*What is expected*
Restate the entries word for word, omitting nothing.

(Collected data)
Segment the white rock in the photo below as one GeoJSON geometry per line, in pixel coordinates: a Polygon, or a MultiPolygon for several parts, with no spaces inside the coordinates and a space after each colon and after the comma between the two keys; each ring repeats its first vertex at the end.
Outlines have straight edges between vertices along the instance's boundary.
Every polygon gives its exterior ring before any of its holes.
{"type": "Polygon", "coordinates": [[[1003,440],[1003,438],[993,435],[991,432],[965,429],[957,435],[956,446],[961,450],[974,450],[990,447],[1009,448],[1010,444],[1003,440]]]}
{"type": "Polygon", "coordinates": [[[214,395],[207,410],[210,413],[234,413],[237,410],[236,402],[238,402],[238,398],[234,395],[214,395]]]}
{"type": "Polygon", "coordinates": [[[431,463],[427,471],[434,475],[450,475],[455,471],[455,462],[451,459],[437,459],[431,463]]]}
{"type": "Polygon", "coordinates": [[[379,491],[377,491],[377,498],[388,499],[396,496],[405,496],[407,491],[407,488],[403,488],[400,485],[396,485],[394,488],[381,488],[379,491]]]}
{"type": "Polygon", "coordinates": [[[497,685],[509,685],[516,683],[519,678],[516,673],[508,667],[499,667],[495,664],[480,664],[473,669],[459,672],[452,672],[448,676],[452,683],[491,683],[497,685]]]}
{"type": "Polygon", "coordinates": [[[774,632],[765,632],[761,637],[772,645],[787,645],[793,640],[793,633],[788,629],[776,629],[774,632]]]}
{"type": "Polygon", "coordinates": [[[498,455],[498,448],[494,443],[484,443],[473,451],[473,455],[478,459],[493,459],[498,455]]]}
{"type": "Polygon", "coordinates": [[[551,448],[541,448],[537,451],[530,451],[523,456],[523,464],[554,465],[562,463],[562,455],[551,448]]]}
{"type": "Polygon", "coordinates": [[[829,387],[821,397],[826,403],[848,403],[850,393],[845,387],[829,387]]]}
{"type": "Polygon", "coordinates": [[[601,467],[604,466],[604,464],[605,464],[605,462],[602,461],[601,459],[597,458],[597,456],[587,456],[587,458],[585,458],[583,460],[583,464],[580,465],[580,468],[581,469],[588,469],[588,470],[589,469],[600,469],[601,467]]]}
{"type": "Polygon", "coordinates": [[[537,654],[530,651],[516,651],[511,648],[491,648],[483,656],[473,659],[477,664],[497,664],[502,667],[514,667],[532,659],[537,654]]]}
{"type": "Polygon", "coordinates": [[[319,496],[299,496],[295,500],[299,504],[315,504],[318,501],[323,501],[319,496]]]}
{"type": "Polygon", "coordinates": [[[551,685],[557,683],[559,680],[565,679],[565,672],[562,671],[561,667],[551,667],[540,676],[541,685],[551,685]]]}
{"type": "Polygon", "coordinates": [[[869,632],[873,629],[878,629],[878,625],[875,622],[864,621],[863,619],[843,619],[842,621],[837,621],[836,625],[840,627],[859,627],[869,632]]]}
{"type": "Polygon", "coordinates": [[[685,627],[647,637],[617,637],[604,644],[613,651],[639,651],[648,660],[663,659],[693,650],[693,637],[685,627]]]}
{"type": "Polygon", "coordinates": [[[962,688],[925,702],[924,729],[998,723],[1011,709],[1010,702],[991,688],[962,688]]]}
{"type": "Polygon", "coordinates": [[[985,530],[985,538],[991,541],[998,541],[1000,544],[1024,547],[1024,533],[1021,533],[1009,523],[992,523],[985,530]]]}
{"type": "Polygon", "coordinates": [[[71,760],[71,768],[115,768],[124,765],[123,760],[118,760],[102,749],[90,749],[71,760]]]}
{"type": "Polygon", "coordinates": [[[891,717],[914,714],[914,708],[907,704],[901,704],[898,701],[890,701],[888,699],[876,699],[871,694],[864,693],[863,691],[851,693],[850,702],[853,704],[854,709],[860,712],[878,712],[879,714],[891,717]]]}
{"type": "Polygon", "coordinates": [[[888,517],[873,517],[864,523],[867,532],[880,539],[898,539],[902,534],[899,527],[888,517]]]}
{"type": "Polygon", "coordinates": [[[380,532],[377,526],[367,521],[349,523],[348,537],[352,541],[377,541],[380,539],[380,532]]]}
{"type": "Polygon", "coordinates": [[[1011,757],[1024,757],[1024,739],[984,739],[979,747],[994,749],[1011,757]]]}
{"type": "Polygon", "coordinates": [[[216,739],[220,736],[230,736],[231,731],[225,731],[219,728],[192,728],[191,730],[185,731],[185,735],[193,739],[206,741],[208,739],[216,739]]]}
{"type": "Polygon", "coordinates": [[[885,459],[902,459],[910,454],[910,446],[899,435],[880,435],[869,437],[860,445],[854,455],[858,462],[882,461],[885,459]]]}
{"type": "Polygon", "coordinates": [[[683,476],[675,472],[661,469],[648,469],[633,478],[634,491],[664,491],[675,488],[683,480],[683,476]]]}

*Output of the task*
Segment the white rock in the photo below as one GeoJSON geometry per line, in pixel coordinates: a Polygon, or a MultiPolygon for several parts, with no spaces inside the coordinates and a space after each colon and after the comma between the two keys; each ring repeats its first vertex at the end.
Outlines have straight edges between vertices along the instance's boundary.
Every polygon gives its exterior ring before any of its holes.
{"type": "Polygon", "coordinates": [[[1003,440],[1003,438],[993,435],[991,432],[965,429],[957,435],[956,446],[961,450],[974,450],[990,447],[1009,448],[1010,444],[1003,440]]]}
{"type": "Polygon", "coordinates": [[[214,395],[207,410],[210,413],[234,413],[237,410],[236,402],[238,402],[238,398],[234,395],[214,395]]]}
{"type": "Polygon", "coordinates": [[[431,463],[427,471],[434,475],[450,475],[455,471],[455,462],[451,459],[437,459],[431,463]]]}
{"type": "Polygon", "coordinates": [[[379,491],[377,491],[377,498],[388,499],[396,496],[405,496],[407,491],[407,488],[403,488],[400,485],[396,485],[394,488],[381,488],[379,491]]]}
{"type": "Polygon", "coordinates": [[[497,685],[509,685],[516,683],[519,678],[516,673],[508,667],[499,667],[495,664],[480,664],[473,669],[459,672],[452,672],[448,676],[452,683],[491,683],[497,685]]]}
{"type": "Polygon", "coordinates": [[[774,632],[765,632],[761,637],[772,645],[787,645],[793,640],[793,633],[788,629],[776,629],[774,632]]]}
{"type": "Polygon", "coordinates": [[[498,455],[498,448],[494,443],[484,443],[473,451],[473,455],[478,459],[493,459],[498,455]]]}
{"type": "Polygon", "coordinates": [[[551,448],[541,448],[537,451],[530,451],[523,456],[523,464],[554,465],[562,463],[562,455],[551,448]]]}
{"type": "Polygon", "coordinates": [[[829,387],[821,397],[826,403],[848,403],[850,393],[845,387],[829,387]]]}
{"type": "Polygon", "coordinates": [[[601,467],[604,466],[604,464],[605,464],[605,462],[602,461],[601,459],[597,458],[597,456],[587,456],[587,458],[585,458],[583,460],[583,464],[580,465],[580,468],[581,469],[588,469],[588,470],[589,469],[600,469],[601,467]]]}
{"type": "Polygon", "coordinates": [[[537,654],[530,651],[516,651],[511,648],[491,648],[483,656],[473,659],[477,664],[497,664],[502,667],[514,667],[532,659],[537,654]]]}
{"type": "Polygon", "coordinates": [[[319,496],[299,496],[295,500],[299,504],[315,504],[318,501],[323,501],[319,496]]]}
{"type": "Polygon", "coordinates": [[[551,685],[557,683],[559,680],[565,679],[565,672],[562,671],[561,667],[551,667],[540,676],[541,685],[551,685]]]}
{"type": "Polygon", "coordinates": [[[869,632],[873,629],[878,629],[878,625],[875,622],[864,621],[863,619],[843,619],[842,621],[837,621],[836,625],[840,627],[859,627],[869,632]]]}
{"type": "Polygon", "coordinates": [[[685,627],[647,637],[617,637],[604,644],[613,651],[639,651],[648,660],[663,659],[693,650],[693,637],[685,627]]]}
{"type": "Polygon", "coordinates": [[[962,688],[925,702],[924,729],[998,723],[1011,709],[1010,702],[991,688],[962,688]]]}
{"type": "Polygon", "coordinates": [[[985,530],[985,538],[991,541],[998,541],[1000,544],[1024,547],[1024,533],[1021,533],[1009,523],[992,523],[985,530]]]}
{"type": "Polygon", "coordinates": [[[71,760],[71,768],[115,768],[124,765],[123,760],[118,760],[102,749],[90,749],[71,760]]]}
{"type": "Polygon", "coordinates": [[[891,717],[914,714],[914,708],[907,704],[901,704],[898,701],[890,701],[888,699],[876,699],[871,694],[864,693],[863,691],[851,693],[850,702],[853,704],[854,709],[860,712],[878,712],[879,714],[891,717]]]}
{"type": "Polygon", "coordinates": [[[888,517],[873,517],[864,523],[867,532],[880,539],[898,539],[902,534],[899,527],[888,517]]]}
{"type": "Polygon", "coordinates": [[[380,532],[377,526],[367,521],[349,523],[348,537],[352,541],[377,541],[380,539],[380,532]]]}
{"type": "Polygon", "coordinates": [[[1011,757],[1024,757],[1024,739],[984,739],[979,747],[994,749],[1011,757]]]}
{"type": "Polygon", "coordinates": [[[216,739],[220,736],[230,736],[231,731],[225,731],[219,728],[192,728],[191,730],[185,731],[185,735],[193,739],[206,741],[208,739],[216,739]]]}
{"type": "Polygon", "coordinates": [[[885,459],[902,459],[910,454],[910,446],[899,435],[880,435],[869,437],[860,445],[854,455],[858,462],[882,461],[885,459]]]}
{"type": "Polygon", "coordinates": [[[683,476],[675,472],[661,469],[648,469],[633,478],[634,491],[664,491],[675,488],[683,480],[683,476]]]}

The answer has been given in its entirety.